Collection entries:
--------------------------------------------------

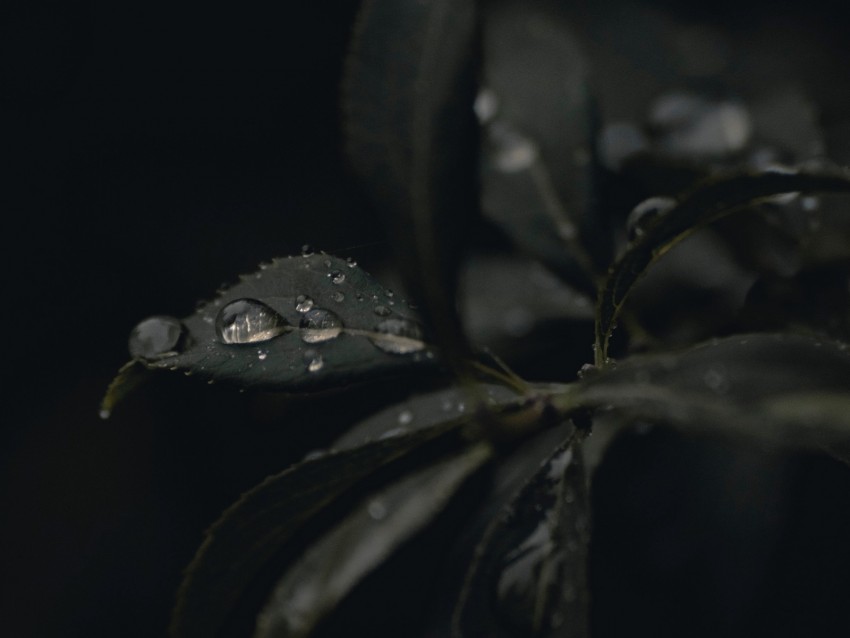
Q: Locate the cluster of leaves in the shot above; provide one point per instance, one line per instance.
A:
(485, 478)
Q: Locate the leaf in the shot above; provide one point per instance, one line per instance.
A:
(776, 389)
(529, 576)
(707, 202)
(278, 513)
(424, 411)
(535, 109)
(412, 140)
(377, 527)
(368, 333)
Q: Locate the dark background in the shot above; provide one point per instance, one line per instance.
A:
(150, 154)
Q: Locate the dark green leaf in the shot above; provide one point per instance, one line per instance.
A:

--------------------------------------------------

Recast all of the data above as a JSON list of strings with one string per line. Skip blank lines and leave the pictures out.

[
  "Q: Locate the cluster of leaves in the shot above; provide one point per instance, one line per instance.",
  "A:",
  "(485, 478)",
  "Q: Locate the leaf in the shot above; provide one point per instance, one line per instance.",
  "A:",
  "(776, 389)",
  "(529, 576)",
  "(707, 202)",
  "(278, 513)",
  "(424, 411)",
  "(535, 109)",
  "(412, 140)",
  "(377, 527)",
  "(368, 333)",
  "Q: Locate the dark background in the shot above; provide one point per instance, one line per instance.",
  "A:",
  "(150, 154)",
  "Q: Locate the dark green leaf in the shot above; provide one point per instance, one line per instance.",
  "A:"
]